**Exercise**:
Starting with the line that contains "Would you be able to indicate the blurry" and going on through the end of the data, swap "muddy bank" for "sandy shore" and write those lines out again with everything else left as it is.

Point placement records
▬▬▬

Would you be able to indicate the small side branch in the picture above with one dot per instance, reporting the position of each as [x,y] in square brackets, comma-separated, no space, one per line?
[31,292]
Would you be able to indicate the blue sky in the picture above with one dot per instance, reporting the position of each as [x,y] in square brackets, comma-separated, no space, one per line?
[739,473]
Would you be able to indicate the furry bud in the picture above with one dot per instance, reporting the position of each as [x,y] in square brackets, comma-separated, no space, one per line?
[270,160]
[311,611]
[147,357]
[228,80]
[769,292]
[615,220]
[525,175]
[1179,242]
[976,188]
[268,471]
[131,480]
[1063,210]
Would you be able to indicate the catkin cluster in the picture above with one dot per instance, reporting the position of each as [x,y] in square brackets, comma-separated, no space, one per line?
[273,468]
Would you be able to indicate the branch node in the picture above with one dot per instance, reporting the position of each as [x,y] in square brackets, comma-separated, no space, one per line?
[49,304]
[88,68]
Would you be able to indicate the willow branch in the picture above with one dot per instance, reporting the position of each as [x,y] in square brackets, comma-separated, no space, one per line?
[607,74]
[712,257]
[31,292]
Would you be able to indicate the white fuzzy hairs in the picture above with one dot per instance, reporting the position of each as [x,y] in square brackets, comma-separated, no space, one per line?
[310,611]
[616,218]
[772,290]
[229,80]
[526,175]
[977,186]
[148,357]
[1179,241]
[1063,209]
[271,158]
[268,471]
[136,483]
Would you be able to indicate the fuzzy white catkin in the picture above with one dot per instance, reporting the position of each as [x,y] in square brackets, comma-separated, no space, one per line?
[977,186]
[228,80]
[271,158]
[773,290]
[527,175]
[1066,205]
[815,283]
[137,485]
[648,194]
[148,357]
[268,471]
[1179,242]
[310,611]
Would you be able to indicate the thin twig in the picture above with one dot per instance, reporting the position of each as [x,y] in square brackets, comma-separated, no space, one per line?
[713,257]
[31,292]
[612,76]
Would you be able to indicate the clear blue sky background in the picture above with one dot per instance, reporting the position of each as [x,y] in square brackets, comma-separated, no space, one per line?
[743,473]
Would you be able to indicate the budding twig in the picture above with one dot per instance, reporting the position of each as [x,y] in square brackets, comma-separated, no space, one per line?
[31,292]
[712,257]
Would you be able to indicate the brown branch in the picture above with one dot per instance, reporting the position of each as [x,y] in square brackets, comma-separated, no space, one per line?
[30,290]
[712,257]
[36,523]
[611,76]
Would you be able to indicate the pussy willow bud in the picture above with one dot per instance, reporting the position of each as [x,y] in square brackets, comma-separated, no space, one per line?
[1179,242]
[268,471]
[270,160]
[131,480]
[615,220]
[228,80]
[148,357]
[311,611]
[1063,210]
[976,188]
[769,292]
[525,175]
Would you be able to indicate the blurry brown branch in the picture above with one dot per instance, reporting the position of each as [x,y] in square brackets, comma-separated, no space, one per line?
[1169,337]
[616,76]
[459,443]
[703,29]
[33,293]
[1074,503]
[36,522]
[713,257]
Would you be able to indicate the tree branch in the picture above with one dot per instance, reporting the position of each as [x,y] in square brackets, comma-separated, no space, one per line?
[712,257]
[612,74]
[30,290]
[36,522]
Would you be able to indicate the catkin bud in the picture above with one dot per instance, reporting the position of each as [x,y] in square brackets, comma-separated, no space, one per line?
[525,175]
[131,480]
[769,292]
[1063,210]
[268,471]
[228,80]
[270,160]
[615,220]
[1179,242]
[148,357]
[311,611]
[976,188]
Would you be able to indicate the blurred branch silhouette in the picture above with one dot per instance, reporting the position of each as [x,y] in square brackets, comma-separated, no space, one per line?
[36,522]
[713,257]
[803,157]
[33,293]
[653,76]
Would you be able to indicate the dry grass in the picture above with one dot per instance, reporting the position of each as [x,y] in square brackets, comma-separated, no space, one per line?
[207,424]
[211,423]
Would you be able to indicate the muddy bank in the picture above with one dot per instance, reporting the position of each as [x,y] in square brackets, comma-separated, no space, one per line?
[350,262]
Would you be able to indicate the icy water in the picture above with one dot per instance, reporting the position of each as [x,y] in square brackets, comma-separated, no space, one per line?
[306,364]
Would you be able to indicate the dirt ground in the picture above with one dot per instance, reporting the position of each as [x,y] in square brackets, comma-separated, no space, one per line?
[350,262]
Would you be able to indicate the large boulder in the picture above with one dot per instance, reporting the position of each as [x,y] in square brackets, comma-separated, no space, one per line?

▬▬▬

**The output**:
Would you be able to indicate the blurry brown branch in the picture above with one dot per instance, reporting the position of each as [x,y] in square brackets, comma-separated, no space, one per line?
[1169,337]
[616,76]
[459,443]
[703,29]
[33,293]
[1074,503]
[36,522]
[713,257]
Would you be able to indicate the tree branch in the picture above with one dot per instance, reporting the position of each as [x,y] in square brackets, comma-separated, no space, one per line?
[712,257]
[612,74]
[30,290]
[36,522]
Would you be able to indicate the catkin bud in the picture above with one dot per instance, reporting the position of each as [x,y] in square brackets, comma-separated, no space, one per line?
[525,175]
[131,480]
[769,292]
[1063,210]
[268,471]
[228,80]
[270,160]
[615,220]
[1179,242]
[148,357]
[311,611]
[976,188]
Would you be able to indicate the blurred branch silhouette in the picture above with one dot per instance, reporting the position of each as [x,y] in square brackets, comma-separated, no space, one per line?
[36,522]
[713,257]
[803,157]
[33,293]
[653,76]
Would you be able to indicate the dry grass in the picture above with one dot per instance, reporting the position of each as [x,y] in square brackets, comma-separated, no space, one per line?
[207,424]
[211,423]
Would you be able to indicate the sandy shore in the picture above with one dot per instance, reporting the position of each as [x,y] in square brackets, comma-separated, no space, one per line?
[350,262]
Would you be able to indicate the icy water in the picture above with one dot per instance, reporting the position of each as [x,y] in square brackets, comma-separated, no space, one per line?
[306,364]
Would you be able to indicate the dirt ground in the picture above with one dot per instance, reporting the position of each as [x,y] in square brackets, comma-separated, no space, one per line?
[350,262]
Would you be able to indicate the large boulder in the picture above with one dot per instance, reporting the position of each as [x,y] in square brackets, comma-separated, no space, one per line?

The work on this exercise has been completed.